Give as output the line that contains "Ground sky in", followed by every remaining line of the entries, unchanged and with nothing added.

Dataset records -
⁂

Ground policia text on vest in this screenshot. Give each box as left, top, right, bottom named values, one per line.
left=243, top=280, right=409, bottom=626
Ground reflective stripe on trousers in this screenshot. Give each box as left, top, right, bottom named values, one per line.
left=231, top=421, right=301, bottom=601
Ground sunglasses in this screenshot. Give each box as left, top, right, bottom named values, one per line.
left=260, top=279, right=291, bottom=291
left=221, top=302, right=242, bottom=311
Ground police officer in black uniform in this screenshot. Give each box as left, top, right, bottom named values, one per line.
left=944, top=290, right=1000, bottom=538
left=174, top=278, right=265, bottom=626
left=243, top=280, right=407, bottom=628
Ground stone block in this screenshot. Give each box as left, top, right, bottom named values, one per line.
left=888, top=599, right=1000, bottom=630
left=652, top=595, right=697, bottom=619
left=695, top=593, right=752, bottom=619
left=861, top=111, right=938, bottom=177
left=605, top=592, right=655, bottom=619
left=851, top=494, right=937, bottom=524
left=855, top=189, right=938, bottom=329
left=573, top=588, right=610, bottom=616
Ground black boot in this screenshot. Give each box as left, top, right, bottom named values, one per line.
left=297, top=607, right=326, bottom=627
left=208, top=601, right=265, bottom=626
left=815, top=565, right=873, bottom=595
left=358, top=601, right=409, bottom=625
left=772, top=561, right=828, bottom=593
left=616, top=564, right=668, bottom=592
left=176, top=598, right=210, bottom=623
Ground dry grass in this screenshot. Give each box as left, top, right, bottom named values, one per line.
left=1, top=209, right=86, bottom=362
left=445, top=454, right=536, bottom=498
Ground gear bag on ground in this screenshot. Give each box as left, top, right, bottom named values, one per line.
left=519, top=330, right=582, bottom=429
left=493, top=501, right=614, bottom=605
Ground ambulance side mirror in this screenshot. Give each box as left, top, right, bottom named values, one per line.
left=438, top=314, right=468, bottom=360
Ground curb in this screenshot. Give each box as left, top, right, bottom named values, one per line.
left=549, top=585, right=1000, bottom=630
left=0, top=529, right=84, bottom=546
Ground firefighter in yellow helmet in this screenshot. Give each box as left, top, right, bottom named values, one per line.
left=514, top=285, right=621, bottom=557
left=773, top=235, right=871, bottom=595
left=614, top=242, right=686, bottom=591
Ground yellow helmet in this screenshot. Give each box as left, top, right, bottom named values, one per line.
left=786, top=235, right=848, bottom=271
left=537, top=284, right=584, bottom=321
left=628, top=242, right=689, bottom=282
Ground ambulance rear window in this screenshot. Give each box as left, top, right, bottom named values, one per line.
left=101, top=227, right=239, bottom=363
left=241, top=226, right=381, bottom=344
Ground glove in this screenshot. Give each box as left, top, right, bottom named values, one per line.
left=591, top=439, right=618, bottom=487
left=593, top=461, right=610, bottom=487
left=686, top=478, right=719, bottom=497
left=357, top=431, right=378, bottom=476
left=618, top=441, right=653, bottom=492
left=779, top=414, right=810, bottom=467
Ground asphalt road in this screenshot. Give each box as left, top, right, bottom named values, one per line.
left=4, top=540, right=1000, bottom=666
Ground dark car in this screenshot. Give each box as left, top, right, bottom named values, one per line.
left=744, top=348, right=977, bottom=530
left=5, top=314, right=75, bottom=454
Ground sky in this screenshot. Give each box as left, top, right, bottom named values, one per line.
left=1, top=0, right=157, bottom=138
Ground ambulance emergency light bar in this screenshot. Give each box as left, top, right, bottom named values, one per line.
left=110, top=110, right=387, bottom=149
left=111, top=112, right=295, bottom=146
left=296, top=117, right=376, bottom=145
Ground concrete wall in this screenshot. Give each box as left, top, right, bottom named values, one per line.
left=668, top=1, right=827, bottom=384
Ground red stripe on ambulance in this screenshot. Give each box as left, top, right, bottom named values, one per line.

⁂

Reply -
Ground sky in this screenshot. Give each box as left, top, right, bottom named values, one per line.
left=1, top=0, right=157, bottom=138
Ground ambulance emergency light bar in this screenshot. Give each box as left, top, right, bottom named values, one per line.
left=110, top=110, right=387, bottom=149
left=111, top=112, right=295, bottom=146
left=296, top=117, right=376, bottom=145
Ground concrete wall in this screenshot. Give each box as left, top, right, bottom named values, one per line.
left=668, top=1, right=827, bottom=384
Ground red stripe on ambulance in this screenshot. Give each box as left, top, right, bottom named values, one per line.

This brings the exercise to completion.